Je n’ai jamais pu me définir écologiste.

Je n’ai jamais pu me définir féministe.

Je sais pertinemment la valeur de ces engagements, ce ne sont juste pas par ces angles que je me reconnais. 

Les personnes qui portent ces combats, pourtant je les côtoie. Je suis à elles, spontanément attirée.

Je les observe, je les écoute, je les reconnais avec un grand respect, la qualité de leur engagement me donne envie de marcher à leurs côtés.

Pour autant, la musique qui les fait vibrer ne produit chez moi pas le même effet. 

L’objet de leur colère je le comprend, il fait du sens comme on dit en bon franglais, ma tête dit oui mais mon cœur reste plus ou moins à l’arrêt.

Je n’en avais jamais ouvertement parlé. D’ailleurs longtemps je m’en suis voulu.

Longtemps j’ai voulu faire partie du clan, faire partie des révolté.e.s. comme au lycée on fait partie des cool kids de la récré. Mais je n’y suis jamais arrivé…Je ne trouvais pas ce pour quoi j’allais me transcender. J’étais frustrée mais impossible de faire semblant.

Je vois aujourd’hui à quel point c’est important de ne pas se mentir sur l’endroit où vibre notre sensibilité.

Je vois à quel point on peut se tromper par souci d’adhérer, de bien penser, de chercher parfois un prétexte à l’objet de sa colère par besoin d’appartenir à une communauté.

Je vois à quel point c’est puissant de trouver là où je sens que pour moi, c’est naturel, évident.

La magie c’est que quand on l’a trouvée, il n’y a aucun doute, quand tu y es, le cœur sait et il te le dit.

Je vois à quel point ce que je considérais comme une difficulté, mon incapacité à adhérer quand je ne suis pas 100% alignée, est une chance, une exigence bien placée.

Il y a 2 ans, une connaissance masculine me met un ouvrage sous le nez.

Il me dit qu’il y a un livre pour moi, qu’il faut vraiment que je le lise.

Il ne l’avait jamais fait, nous n’échangeons que très rarement, son entrain m’a interpellée. C’est quelqu’un dont j’admire l’engagement alors tu penses, j’ai ouvert grand mes écoutilles.

J’ai été instantanément charmée par les thèmes évoqués : femmes, magie et politique.

Un triptyque magique, un cocktail détonnant, ces 3 mots associés m’ont complètement emballée. Je fonce me le procurer !

Je l’ouvre mais je ne parviens pas à m’y plonger. Je tente, je retente, non…Je le mets de côté.

Un an se passe. Je ne sais pourquoi, l’été suivant, je le mets dans mon baluchon, on ne sait jamais.

Il faut croire que le moment était venu, cette fois, je bois chaque mot, je surligne le cœur battant chaque paragraphe, je dévore les 400 pages. 

Ce livre c’est Rêver l’obscur de l’écrivaine, professeur, activiste et illustre figure américaine de l’écoféminisme Starhawk.

Ce livre marque un tournant dans ma vie. En tous cas dans la façon dont je me vis.

Un voile se lève. Des mots sont mis. Un écho profond résonne et me réjouis. Je me reconnais, je me sens autorisée, validée.

=======

* [PARTIES DE L'EXERCICE]
**a.** Dans l'extrait, quel est le titre du livre de Starhawk ?
**b.** Relevez tous les titres et qualités que l'extrait attribue à Starhawk.
**c.** Recopiez l'extrait depuis les mots « Longtemps j’ai voulu » jusqu'à « vibre notre sensibilité. » inclus, en substituant « déçue » à « frustrée ».
Les enregistrements ne servent à rien ici.

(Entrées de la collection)
=======

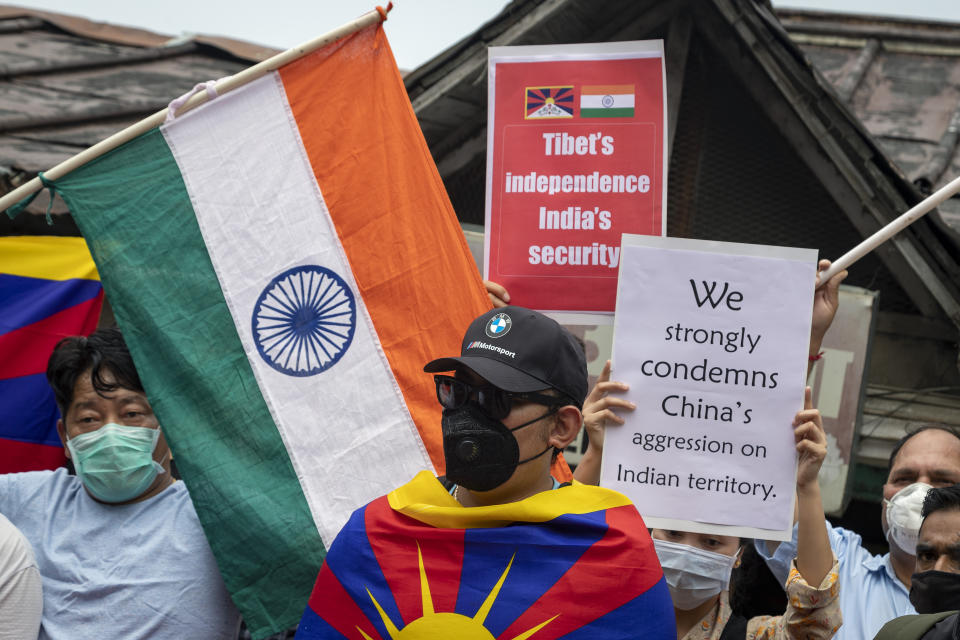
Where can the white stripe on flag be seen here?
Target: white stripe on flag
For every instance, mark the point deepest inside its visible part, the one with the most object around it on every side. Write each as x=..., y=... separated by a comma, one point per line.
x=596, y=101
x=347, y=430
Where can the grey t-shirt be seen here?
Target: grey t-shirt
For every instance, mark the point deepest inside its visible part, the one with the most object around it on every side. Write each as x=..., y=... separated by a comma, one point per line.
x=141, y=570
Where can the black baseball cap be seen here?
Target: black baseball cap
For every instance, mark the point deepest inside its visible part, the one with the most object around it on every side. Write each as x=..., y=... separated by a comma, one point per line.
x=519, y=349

=======

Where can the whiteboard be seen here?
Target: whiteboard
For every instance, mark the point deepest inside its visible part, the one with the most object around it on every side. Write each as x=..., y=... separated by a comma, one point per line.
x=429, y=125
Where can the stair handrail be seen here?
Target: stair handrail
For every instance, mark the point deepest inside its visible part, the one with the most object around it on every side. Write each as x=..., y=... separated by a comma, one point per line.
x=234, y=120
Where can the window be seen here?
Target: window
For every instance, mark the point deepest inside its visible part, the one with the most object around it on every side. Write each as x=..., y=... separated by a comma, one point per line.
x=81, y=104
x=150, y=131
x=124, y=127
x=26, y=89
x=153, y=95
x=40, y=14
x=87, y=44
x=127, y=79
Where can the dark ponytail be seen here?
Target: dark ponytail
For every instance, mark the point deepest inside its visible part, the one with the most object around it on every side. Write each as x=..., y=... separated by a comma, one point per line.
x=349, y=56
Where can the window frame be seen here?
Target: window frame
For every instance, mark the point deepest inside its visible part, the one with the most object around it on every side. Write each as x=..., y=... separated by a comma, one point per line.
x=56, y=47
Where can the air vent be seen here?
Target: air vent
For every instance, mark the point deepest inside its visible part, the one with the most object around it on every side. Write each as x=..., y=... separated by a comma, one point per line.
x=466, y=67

=======

* [CORRIGÉ DES EXERCICES]
**a.** Rêver l'obscur

**b.** écrivaine, professeur, activiste, illustre figure américaine de l'écoféminisme

**c.**
Longtemps j’ai voulu faire partie du clan, faire partie des révolté.e.s. comme au lycée on fait partie des cool kids de la récré. Mais je n’y suis jamais arrivé…Je ne trouvais pas ce pour quoi j’allais me transcender. J’étais déçue mais impossible de faire semblant.

Je vois aujourd’hui à quel point c’est important de ne pas se mentir sur l’endroit où vibre notre sensibilité.